## Work item
Write out word for word the part of the fibromyalgia and mindfulness article that opens with the words containing "Commenting on the" and closes with "wheelchair one day.".

How this Lostock Hall woman with fibromyalgia uses mindfulness to manage chronic pain
A Lostock Hall woman with fibromyalgia and arthralgia is hosting new mindfulness classes to help people manage chronic pain and an array of long-term illnesses.
Linda Duckworth (64) will hold the sessions on Tuesdays from 7 - 8pm and Wednesdays from 1 - 2pm at Lostock Hall Medical Centre. She will also continue to run her class on Wednesdays from 10 - 11am.
The retired childcare and health and social care teacher, who worked at Lancashire College, began practicing mindfulness as a way to cope with crippling pain caused by arthralgia and fibromyalgia syndrome (FMS). Arthralgia is an illness causing stiffness in the joints while FMS is a long-term condition that causes pain all over the body.
Commenting on the impact of her conditions, Linda said: "I had to give up my job and take early retirement because I could hardly get out of bed. The pain just overtook my life and I couldn't see an end to it. I really thought I'd end up in a wheelchair one day.
"Life ends up passing you by and it can lead to anxiety and depression. It's a vicious circle."
Linda has suffered from FMS for more than 30 years. She then developed arthralgia after losing the cartilage in her knees and damaged her lower back while working as a childcare teacher.
She was in so much agony that she had to have an operation on her back and both knees replaced. She was also forced to leave her career behind as driving all over Lancashire for her work made the pain in her neck and back more unbearable.
Linda then attended a pain clinic where she completed a three-week pain management course at Hope Hospital in Liverpool. The course transformed her outlook on life and inspired her to undertake online teacher training in mindfulness, followed by further studies in the field at a Birmingham college.
The teacher, who aspires to help others in similar situations, added: "Mindfulness helps you to relax and accept the pain. It doesn't take it away but it helps you to cope with it. I know my limitations but now I live in the moment and assess what works for me. You get good days and bad days but you learn to take your time."
The practice has allowed Linda to reclaim her old identity and fuelled her passion for helping others.
"I've now got a job in a college and I'm working in the local community so I've got my life back. I'm enthusiastic about life again and feel like I'm doing some good. I like helping people and find it satisfying. You see the difference in those who try it. You see them relaxing," she said.
Mindfulness can help people with a variety of health difficulties, including stress, anxiety and the menopause, according to Linda, who also offers home visits.
"It's for lots of people really. The possibilities are endless. And you get to meet like-minded people who support each other - it's like a community," she added.
"I encourage people to use it in everyday life and teach them to be present and live moment by moment. It gives you a bit of time to yourself and you can never get those moments back."

## Referring expression pointing data
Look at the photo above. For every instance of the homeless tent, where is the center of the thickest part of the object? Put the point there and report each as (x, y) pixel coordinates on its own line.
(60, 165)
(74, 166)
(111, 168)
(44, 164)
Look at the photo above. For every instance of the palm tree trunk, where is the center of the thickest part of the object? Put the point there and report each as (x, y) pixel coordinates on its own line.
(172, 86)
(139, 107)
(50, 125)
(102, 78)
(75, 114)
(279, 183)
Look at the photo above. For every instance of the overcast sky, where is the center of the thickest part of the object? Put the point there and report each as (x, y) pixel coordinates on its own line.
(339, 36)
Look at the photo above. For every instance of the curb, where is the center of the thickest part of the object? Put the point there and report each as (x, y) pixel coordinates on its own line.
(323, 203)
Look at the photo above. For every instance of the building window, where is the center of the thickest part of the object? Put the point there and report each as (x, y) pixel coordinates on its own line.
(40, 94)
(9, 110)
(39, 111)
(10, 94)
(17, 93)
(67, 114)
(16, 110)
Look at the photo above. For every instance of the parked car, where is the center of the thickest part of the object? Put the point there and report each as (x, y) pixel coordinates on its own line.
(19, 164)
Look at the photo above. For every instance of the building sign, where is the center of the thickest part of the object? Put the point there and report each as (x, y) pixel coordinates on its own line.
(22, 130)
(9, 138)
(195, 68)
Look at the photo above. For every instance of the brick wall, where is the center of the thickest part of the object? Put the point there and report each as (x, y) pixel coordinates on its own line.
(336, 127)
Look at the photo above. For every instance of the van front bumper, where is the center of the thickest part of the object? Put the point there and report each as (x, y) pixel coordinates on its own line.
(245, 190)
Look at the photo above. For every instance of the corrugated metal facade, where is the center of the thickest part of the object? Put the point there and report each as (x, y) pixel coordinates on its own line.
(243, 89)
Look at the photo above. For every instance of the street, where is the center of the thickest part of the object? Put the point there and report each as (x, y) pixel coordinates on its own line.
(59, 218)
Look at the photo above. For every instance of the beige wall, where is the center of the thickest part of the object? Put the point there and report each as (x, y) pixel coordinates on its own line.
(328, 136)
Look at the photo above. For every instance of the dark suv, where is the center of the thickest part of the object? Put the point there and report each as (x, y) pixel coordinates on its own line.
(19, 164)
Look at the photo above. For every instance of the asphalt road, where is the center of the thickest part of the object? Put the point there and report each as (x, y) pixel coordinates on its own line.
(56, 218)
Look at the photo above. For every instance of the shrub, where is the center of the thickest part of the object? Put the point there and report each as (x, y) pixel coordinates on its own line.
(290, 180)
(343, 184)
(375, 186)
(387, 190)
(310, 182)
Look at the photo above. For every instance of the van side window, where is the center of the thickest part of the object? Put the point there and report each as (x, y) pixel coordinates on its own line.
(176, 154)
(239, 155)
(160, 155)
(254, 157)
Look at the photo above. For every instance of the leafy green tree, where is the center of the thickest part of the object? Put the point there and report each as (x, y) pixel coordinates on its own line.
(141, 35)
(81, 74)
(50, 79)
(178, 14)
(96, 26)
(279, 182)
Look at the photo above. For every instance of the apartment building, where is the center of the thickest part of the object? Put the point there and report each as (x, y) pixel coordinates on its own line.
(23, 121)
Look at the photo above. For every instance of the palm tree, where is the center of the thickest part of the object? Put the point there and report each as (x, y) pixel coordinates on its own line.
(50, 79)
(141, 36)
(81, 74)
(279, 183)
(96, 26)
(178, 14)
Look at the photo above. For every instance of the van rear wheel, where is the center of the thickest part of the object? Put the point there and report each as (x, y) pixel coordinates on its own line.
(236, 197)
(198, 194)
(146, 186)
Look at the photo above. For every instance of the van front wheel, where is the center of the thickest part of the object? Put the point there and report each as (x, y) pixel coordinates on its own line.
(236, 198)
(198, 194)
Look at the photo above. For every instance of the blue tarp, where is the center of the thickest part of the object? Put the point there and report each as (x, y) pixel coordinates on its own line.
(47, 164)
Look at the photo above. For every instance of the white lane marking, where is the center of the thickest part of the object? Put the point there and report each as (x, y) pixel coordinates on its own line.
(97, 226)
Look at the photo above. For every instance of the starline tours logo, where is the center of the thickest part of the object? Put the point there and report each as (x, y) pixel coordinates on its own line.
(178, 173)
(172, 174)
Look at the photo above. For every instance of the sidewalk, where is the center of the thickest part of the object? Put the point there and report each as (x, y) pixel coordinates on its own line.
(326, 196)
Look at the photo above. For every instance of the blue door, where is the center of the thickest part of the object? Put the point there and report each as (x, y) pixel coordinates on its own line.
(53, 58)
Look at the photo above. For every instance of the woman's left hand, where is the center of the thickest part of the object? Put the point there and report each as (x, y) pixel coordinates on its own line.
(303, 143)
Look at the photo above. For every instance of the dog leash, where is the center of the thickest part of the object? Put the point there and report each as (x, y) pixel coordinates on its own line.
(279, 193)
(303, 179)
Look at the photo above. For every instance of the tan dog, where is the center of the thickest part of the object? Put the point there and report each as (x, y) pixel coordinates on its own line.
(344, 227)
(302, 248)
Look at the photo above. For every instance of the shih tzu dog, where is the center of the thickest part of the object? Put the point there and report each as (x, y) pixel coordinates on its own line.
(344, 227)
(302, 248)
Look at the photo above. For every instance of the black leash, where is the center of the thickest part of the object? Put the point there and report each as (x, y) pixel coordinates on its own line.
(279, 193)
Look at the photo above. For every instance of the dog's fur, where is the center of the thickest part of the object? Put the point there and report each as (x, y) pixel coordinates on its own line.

## Response to this exercise
Commenting on the impact of her conditions, Linda said: "I had to give up my job and take early retirement because I could hardly get out of bed. The pain just overtook my life and I couldn't see an end to it. I really thought I'd end up in a wheelchair one day.